What you need to do => Update the lines below by replacing "woman's face" with "human face", leaving everything else as it is, and leave the pictures out of your answer.

start Data in this exercise

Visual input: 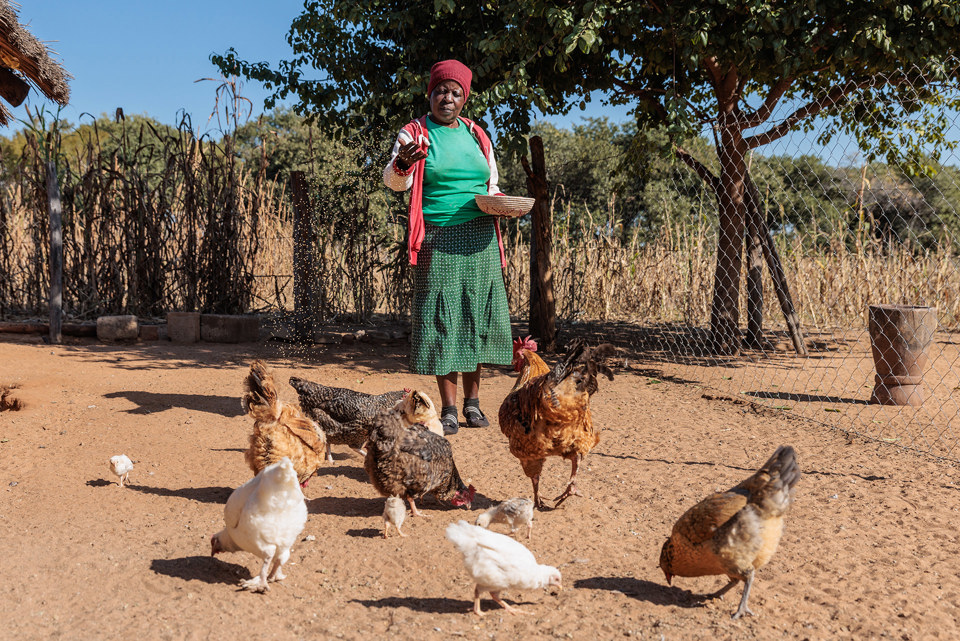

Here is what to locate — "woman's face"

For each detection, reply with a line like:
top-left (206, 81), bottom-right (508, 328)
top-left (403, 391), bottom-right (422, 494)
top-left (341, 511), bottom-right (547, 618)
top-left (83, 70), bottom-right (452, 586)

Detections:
top-left (430, 80), bottom-right (466, 127)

end Data in this exercise

Output of the exercise =>
Visual input: 

Here is what to locate — "human face"

For each detection, reply with a line like:
top-left (206, 81), bottom-right (508, 328)
top-left (403, 391), bottom-right (422, 494)
top-left (341, 511), bottom-right (547, 618)
top-left (83, 70), bottom-right (452, 586)

Detections:
top-left (430, 80), bottom-right (466, 127)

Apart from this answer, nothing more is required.